- Recorded data:
###

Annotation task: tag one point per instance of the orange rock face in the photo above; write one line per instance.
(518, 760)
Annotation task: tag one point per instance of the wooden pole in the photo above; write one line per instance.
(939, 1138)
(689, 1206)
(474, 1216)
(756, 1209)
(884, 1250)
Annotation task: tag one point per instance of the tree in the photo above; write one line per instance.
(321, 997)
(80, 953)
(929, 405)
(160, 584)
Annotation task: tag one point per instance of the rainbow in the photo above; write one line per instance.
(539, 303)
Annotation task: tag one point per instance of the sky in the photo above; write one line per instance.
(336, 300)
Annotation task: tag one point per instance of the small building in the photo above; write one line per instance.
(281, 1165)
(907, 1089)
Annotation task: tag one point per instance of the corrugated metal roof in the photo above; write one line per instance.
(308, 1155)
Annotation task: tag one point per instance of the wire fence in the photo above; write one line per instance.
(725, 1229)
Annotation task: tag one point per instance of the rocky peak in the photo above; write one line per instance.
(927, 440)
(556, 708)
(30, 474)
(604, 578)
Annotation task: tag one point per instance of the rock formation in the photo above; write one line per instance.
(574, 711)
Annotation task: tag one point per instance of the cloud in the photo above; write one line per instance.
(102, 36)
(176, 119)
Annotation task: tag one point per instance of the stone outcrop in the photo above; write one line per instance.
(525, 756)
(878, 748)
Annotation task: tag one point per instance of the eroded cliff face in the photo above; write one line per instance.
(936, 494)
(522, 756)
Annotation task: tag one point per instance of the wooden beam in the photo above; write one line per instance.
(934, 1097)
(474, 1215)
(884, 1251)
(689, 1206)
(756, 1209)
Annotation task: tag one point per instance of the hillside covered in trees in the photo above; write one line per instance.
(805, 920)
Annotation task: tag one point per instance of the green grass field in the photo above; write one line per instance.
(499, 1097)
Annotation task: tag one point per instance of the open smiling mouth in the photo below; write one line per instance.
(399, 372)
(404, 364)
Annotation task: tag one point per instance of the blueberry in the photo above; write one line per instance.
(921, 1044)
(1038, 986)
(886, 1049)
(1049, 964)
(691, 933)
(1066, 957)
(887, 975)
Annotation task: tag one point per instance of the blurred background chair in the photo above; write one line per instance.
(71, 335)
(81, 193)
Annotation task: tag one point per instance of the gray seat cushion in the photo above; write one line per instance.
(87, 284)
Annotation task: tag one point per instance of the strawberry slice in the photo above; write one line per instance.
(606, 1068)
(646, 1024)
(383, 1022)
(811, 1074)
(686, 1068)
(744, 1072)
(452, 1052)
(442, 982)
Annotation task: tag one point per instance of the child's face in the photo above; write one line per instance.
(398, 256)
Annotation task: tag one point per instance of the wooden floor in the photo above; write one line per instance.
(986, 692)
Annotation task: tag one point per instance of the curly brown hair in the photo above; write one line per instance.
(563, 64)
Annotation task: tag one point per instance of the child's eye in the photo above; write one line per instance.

###

- To be done:
Transcribe each entry exactly.

- Finished exercise:
Annotation task: tag one point per instance of the orange rock face in the photo above; write one line per instance.
(518, 760)
Annotation task: tag one point per instance of the wooden pole in the photo above; write one line per instance.
(939, 1138)
(689, 1206)
(474, 1216)
(756, 1209)
(884, 1250)
Annotation task: tag one point per instance of the tree in the photo above; write one line per instance.
(321, 997)
(80, 953)
(929, 405)
(160, 584)
Annotation task: tag one point per instance of the rainbow in the photo above; write one line per instance.
(539, 303)
Annotation task: tag one point per instance of the sky in the photo above; write one line per instance.
(336, 300)
Annotation task: tag one point per instance of the small building in the photo above; write one line per instance.
(281, 1165)
(907, 1089)
Annotation task: tag one point per instance of the corrugated metal roof in the photo above; write one line per instance.
(308, 1155)
Annotation task: tag one point per instance of the wire fence in the photo above; write one line per instance.
(725, 1229)
Annotation task: tag one point per instance of the rocky peak in the photo above; write one line per instance.
(927, 440)
(556, 708)
(30, 474)
(604, 578)
Annotation task: tag one point per instance of the rock formation in the photo above; write one line per instance.
(574, 711)
Annotation task: tag one point per instance of the cloud in the photo above; write one line per instance.
(102, 36)
(176, 119)
Annotation task: tag one point per instance of the stone outcrop in the photo above; write one line per instance.
(525, 756)
(878, 748)
Annotation task: tag one point per instance of the eroded cliff face in the photo above; write one line per instance.
(936, 494)
(522, 756)
Annotation task: tag one point per instance of the wooden beam in the photo above; write one line per instance.
(934, 1097)
(474, 1215)
(884, 1251)
(689, 1206)
(756, 1209)
Annotation task: tag one point per instance of the hillside covered in trees in the photo above; write one line per instance.
(805, 920)
Annotation task: tag one point per instance of the green grass field in the photo above; write one line per instance.
(499, 1097)
Annotation task: tag one point per instance of the open smiling mouth in the photo below; write one line per instance.
(399, 372)
(404, 364)
Annotation task: tag one point per instance of the blueberry in the photo above; write one line per instance.
(921, 1044)
(1038, 986)
(886, 1049)
(1049, 964)
(691, 933)
(1066, 957)
(887, 975)
Annotation task: tag one point per instance of the blurred background chair in the photo above; write one line per instance.
(71, 335)
(81, 193)
Annotation task: tag one point per instance of the gray seat cushion in the photo above; write one line per instance.
(87, 284)
Annotation task: tag one point per instance of the strawberry slice in the photo above; write one line per instance.
(606, 1068)
(646, 1024)
(383, 1022)
(811, 1074)
(686, 1068)
(744, 1072)
(452, 1052)
(442, 982)
Annotation task: tag one point per instance of the child's face in the photo above; write one line per instance.
(398, 256)
Annotation task: tag one point per instance of the wooden floor in the photo above; write one line per instance.
(986, 692)
Annotation task: tag one point per instance of the curly brown hair in the photo above; write one line per instance.
(563, 64)
Annotation task: tag one point per instance of the child's eye in the photo above; write one line per instance.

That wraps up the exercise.